* **WORK ITEM**
Reproduce every record exactly.
===
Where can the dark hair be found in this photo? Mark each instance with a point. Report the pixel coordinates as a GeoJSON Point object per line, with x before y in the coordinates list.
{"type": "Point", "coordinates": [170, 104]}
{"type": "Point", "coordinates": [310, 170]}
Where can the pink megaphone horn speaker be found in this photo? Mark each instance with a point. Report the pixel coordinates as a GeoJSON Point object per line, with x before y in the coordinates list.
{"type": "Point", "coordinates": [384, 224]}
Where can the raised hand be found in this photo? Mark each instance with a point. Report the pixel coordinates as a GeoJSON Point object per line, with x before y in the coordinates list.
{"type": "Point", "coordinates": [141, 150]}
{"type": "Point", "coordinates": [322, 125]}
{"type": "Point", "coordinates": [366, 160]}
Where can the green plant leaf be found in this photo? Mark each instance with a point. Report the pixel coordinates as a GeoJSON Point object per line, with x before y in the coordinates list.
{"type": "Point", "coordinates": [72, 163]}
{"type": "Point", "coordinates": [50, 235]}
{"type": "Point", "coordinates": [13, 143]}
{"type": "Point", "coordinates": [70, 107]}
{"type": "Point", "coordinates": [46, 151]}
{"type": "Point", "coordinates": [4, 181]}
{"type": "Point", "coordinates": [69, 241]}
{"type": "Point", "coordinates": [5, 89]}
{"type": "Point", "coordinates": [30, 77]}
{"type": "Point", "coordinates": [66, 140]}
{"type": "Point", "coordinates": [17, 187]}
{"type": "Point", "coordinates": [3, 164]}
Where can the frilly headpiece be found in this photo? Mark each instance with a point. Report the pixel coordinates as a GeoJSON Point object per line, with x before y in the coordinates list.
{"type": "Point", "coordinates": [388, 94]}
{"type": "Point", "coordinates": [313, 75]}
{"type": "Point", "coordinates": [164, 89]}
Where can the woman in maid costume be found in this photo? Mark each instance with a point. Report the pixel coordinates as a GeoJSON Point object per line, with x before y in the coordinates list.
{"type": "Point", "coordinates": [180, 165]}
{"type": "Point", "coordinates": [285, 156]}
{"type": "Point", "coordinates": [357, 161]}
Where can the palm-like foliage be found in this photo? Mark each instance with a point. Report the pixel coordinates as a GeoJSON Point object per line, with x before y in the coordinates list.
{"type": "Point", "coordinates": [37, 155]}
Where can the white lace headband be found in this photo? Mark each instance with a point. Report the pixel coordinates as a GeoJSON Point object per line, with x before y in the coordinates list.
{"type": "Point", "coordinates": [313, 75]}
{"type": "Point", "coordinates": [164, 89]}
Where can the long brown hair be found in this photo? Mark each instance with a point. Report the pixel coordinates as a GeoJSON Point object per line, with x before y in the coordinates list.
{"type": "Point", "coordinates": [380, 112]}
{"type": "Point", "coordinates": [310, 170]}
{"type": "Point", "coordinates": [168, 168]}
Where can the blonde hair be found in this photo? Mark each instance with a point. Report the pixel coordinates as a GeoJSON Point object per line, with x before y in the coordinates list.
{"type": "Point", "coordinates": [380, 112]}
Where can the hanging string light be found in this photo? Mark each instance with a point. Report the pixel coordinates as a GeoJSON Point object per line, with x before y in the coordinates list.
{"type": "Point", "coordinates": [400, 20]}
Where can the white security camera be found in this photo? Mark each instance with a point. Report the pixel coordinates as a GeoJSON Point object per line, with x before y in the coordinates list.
===
* **TASK RESPONSE**
Where can the dark hair be found in this photo? Mark each instance with a point. Report the pixel coordinates as a GeoJSON Point object per line, with x before y in the coordinates list.
{"type": "Point", "coordinates": [170, 104]}
{"type": "Point", "coordinates": [310, 170]}
Where can the pink megaphone horn speaker be found in this photo? Mark each instance with a point. Report the pixel coordinates as a GeoJSON Point object per line, with x before y in the coordinates list.
{"type": "Point", "coordinates": [384, 224]}
Where can the raised hand be found in this photo? Mark each instance with a point. Report the pixel coordinates as a GeoJSON Point object per line, with x before y in the coordinates list.
{"type": "Point", "coordinates": [141, 150]}
{"type": "Point", "coordinates": [322, 125]}
{"type": "Point", "coordinates": [366, 160]}
Where can the green plant leaf be found in this photo? Mark each instance with a point. Report the pixel coordinates as a GeoJSON Point object per line, with x before y in the coordinates list.
{"type": "Point", "coordinates": [72, 163]}
{"type": "Point", "coordinates": [50, 235]}
{"type": "Point", "coordinates": [13, 143]}
{"type": "Point", "coordinates": [70, 107]}
{"type": "Point", "coordinates": [46, 151]}
{"type": "Point", "coordinates": [4, 181]}
{"type": "Point", "coordinates": [69, 241]}
{"type": "Point", "coordinates": [5, 89]}
{"type": "Point", "coordinates": [30, 77]}
{"type": "Point", "coordinates": [66, 140]}
{"type": "Point", "coordinates": [17, 187]}
{"type": "Point", "coordinates": [3, 164]}
Where can the frilly headpiece be found in this photo? Mark each instance with a point. Report the pixel coordinates as a GeoJSON Point object per line, with x before y in the coordinates list.
{"type": "Point", "coordinates": [388, 94]}
{"type": "Point", "coordinates": [313, 75]}
{"type": "Point", "coordinates": [164, 89]}
Where can the woman in maid costume be found in this photo? Mark each instance with a point. Report the pixel coordinates as a GeoJSON Point object per line, with x before y in the coordinates list.
{"type": "Point", "coordinates": [180, 165]}
{"type": "Point", "coordinates": [285, 156]}
{"type": "Point", "coordinates": [357, 161]}
Where can the palm-like foliage be found in this photo? Mark each instance with a point. Report the pixel coordinates as a GeoJSON Point object per line, with x before y in the coordinates list.
{"type": "Point", "coordinates": [37, 155]}
Where can the white lace headband be found in this photo? Mark each instance with a point. Report the pixel coordinates as a GeoJSON Point object per line, with x before y in the coordinates list.
{"type": "Point", "coordinates": [313, 75]}
{"type": "Point", "coordinates": [164, 89]}
Where can the long brown hair be found in this photo? Mark each instance with a point. Report the pixel coordinates as a GeoJSON Point object per line, with x before y in the coordinates list.
{"type": "Point", "coordinates": [380, 112]}
{"type": "Point", "coordinates": [310, 170]}
{"type": "Point", "coordinates": [168, 168]}
Where can the blonde hair be found in this photo? Mark each instance with a point. Report the pixel coordinates as a GeoJSON Point object per line, with x before y in the coordinates list.
{"type": "Point", "coordinates": [380, 112]}
Where can the hanging string light be found in this photo? Mark each instance with a point. Report the pixel coordinates as a GeoJSON Point object per line, with x before y in the coordinates list.
{"type": "Point", "coordinates": [400, 20]}
Where can the white security camera be found in this photo? Mark each instance with a point. Report the pixel coordinates as a GeoJSON Point object per line, with x before y in the coordinates list.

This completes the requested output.